• What you need to do
Pictures in the data below are not part of the copy; transcribe everything else exactly.

• Exercise data
##############################

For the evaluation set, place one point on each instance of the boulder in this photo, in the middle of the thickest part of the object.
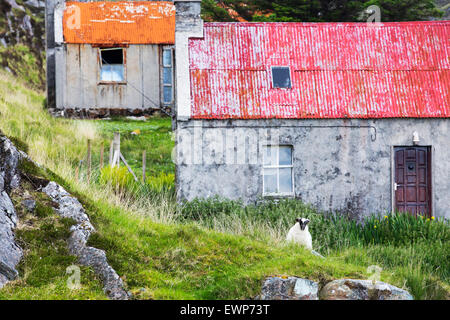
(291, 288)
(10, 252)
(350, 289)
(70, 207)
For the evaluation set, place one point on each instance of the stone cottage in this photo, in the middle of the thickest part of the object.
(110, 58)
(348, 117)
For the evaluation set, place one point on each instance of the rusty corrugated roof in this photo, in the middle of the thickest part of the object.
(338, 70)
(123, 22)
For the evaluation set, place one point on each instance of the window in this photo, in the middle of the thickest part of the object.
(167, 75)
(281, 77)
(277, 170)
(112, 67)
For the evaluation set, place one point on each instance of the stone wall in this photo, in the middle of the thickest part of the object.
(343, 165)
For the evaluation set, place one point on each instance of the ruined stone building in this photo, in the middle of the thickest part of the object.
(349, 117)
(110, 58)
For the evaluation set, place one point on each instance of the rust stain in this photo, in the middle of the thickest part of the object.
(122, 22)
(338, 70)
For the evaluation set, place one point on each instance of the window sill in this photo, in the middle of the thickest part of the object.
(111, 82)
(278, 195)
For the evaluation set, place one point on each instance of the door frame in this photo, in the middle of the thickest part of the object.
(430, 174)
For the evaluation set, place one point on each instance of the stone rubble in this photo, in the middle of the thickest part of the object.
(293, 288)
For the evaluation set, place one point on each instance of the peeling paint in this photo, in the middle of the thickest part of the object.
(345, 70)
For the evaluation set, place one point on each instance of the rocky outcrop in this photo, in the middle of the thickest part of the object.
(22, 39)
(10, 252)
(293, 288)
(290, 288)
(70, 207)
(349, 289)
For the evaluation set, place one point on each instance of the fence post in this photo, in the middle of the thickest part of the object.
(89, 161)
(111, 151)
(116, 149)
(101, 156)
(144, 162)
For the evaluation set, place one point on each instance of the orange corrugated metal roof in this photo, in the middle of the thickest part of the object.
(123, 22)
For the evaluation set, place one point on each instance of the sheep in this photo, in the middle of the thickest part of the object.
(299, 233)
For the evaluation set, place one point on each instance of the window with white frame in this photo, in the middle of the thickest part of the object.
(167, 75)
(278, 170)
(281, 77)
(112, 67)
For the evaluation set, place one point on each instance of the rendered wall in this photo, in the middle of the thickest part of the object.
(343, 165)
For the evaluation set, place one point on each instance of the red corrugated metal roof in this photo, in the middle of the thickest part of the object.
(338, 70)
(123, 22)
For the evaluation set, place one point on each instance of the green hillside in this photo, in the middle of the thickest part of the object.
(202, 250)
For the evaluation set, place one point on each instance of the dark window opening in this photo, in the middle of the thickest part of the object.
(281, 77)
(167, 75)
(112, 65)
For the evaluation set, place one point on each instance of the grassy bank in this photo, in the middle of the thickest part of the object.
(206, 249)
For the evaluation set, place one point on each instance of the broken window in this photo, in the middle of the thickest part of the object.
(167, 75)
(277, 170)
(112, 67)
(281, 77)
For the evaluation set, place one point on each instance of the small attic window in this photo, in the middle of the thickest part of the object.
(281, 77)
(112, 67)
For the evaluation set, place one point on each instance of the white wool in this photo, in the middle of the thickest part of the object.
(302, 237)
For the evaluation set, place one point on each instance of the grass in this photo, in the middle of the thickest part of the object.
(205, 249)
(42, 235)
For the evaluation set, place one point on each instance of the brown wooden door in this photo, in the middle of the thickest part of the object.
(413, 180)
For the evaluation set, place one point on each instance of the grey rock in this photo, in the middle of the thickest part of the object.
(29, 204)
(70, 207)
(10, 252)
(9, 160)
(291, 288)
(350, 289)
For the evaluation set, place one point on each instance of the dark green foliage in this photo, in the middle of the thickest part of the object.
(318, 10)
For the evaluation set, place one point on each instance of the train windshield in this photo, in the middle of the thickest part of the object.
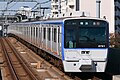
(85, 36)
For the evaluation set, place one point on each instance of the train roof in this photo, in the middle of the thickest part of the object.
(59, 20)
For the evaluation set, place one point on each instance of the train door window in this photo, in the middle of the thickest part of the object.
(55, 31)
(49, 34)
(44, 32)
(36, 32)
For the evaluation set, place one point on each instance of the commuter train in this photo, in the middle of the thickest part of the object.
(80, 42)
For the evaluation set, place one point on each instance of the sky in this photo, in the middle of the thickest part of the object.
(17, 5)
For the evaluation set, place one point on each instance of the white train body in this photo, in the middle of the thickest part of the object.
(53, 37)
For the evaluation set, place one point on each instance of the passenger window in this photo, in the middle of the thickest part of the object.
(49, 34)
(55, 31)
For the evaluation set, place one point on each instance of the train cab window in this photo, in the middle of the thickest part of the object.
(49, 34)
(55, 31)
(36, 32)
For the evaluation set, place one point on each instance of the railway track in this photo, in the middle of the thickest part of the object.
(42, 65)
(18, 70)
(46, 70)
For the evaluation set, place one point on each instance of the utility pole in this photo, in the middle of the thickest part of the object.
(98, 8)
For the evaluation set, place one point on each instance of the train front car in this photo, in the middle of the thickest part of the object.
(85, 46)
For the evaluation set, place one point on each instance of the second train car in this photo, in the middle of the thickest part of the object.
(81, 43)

##############################

• Solved problem
For the evaluation set, place one point on each instance of the boulder in this photo, in the middle of the thickest part of the object.
(291, 288)
(10, 252)
(350, 289)
(70, 207)
For the evaluation set, place one point on each instance of the stone cottage in this photo, in the middle of the thickest part of the object.
(110, 58)
(348, 117)
For the evaluation set, place one point on each instance of the rusty corrugated roof in this photo, in the middle of the thickest part of the object.
(338, 70)
(123, 22)
For the evaluation set, place one point on each instance of the window in this photo, in the middle of the thickest part of the object.
(167, 75)
(281, 77)
(277, 170)
(112, 67)
For the evaluation set, place one point on each instance of the stone wall in this photo, in the middle of the thickest part of the object.
(343, 165)
For the evaluation set, place one point on each instance of the ruined stone building in this photo, in the middle of the thickest part of the object.
(349, 117)
(110, 58)
For the evaluation set, place one point on each instance of the rust stain in this photo, in the middle of the thickest part of the object.
(122, 22)
(338, 70)
For the evaluation set, place one point on each instance of the window sill in this photo, in the middle of the thickest part of the object.
(111, 82)
(278, 195)
For the evaluation set, place one point on each instance of the door frame in this photo, in the middle of the thickest part of the object.
(430, 174)
For the evaluation set, place one point on each instance of the stone rubble in this photo, in the middle of the thickest part of the object.
(293, 288)
For the evaluation set, place one point on each instance of the peeling paint in this photo, in the middle of the thickest part of the object.
(345, 70)
For the evaluation set, place one point on each instance of the rocky outcrop in this photo, in the middle of the thickest part of the object.
(22, 39)
(10, 252)
(293, 288)
(290, 288)
(70, 207)
(349, 289)
For the evaluation set, place one point on each instance of the fence post in this photo, in the middle of the thickest part of the object.
(89, 161)
(111, 151)
(116, 149)
(101, 156)
(144, 162)
For the evaluation set, place one point on each instance of the orange corrugated metal roof in this photo, in the middle of the thickest part of the object.
(123, 22)
For the evaluation set, place one point on each instance of the sheep in this photo, in the middle of the thickest part of the object.
(299, 233)
For the evaluation set, place one point on each instance of the window with white frame in this photo, in the middle of the thickest part of the object.
(167, 75)
(278, 170)
(281, 77)
(112, 67)
For the evaluation set, place one point on each instance of the rendered wall in this photo, in the middle of the thickest part of the object.
(343, 165)
For the evaluation set, place one point on each instance of the red corrugated metal roof in this photo, in the middle of the thickest part of the object.
(338, 70)
(123, 22)
For the evaluation set, place one point on each instance of the green hillside in this photo, in the middle of the thickest part of the object.
(202, 250)
For the evaluation set, place one point on each instance of the dark window opening in this photo, in the middle of the thickest part of the object.
(281, 77)
(167, 75)
(112, 65)
For the evaluation set, place one point on each instance of the grassy bank in this photo, in the middle of the thickest part of the object.
(206, 249)
For the evaluation set, place one point on each instance of the broken window in this photo, in the middle of the thickest part of the object.
(167, 75)
(277, 170)
(112, 67)
(281, 77)
For the evaluation set, place one point on each instance of the small attic window in this photo, in the middle of the thickest part of the object.
(281, 77)
(112, 67)
For the evaluation set, place one point on each instance of the white wool in this photo, in the middle of the thickest part of the object.
(302, 237)
For the evaluation set, place one point on each instance of the grass in this photo, in the middle of the thickest part of the object.
(205, 249)
(42, 235)
For the evaluation set, place one point on each instance of the brown wooden door in this photo, in the middle of the thickest part of the object.
(413, 180)
For the evaluation set, place one point on each instance of the grey rock in this photo, in the middle of the thickest part of the object.
(29, 204)
(70, 207)
(10, 252)
(9, 160)
(291, 288)
(350, 289)
For the evaluation set, place one point on each instance of the dark green foliage in this photo, in the middle of the thickest part of the object.
(318, 10)
For the evaluation set, place one point on each instance of the train windshield in this photo, in the middle of the thickest part of the object.
(85, 36)
For the evaluation set, place one point on each instance of the train roof in this photo, in the middle of the thickest part of the object.
(59, 20)
For the evaluation set, place one point on each instance of the train door window in this photo, in the middle of the thickest part of the object.
(55, 31)
(49, 34)
(44, 32)
(36, 32)
For the evaluation set, place one point on each instance of the commuter train in this photo, in the middle of the thickest part of the object.
(80, 42)
For the evaluation set, place one point on each instance of the sky in this photo, in the middle of the thickest part of the object.
(17, 5)
For the evaluation set, place one point on each instance of the white train body in this photo, in the middle of the thickest part of the object.
(53, 37)
For the evaluation set, place one point on each instance of the passenger window in this photo, in the middle of the thickest part of the object.
(49, 34)
(55, 31)
For the evaluation set, place one point on each instance of the train cab window in this photo, in the middle of the thickest part of the object.
(49, 34)
(55, 31)
(36, 32)
For the evaluation set, place one point on each instance of the railway track in this photo, in the middle of the thickest part of the object.
(42, 65)
(18, 70)
(46, 70)
For the evaluation set, place one point on each instance of the utility pole in this photo, in the middle of the thickest part of the object.
(98, 8)
For the evaluation set, place one point on each instance of the train front car in this photo, in the middle of the thickest part of the object.
(85, 46)
For the evaluation set, place one point on each instance of the second train car in this photo, in the middle of the thickest part of the object.
(81, 43)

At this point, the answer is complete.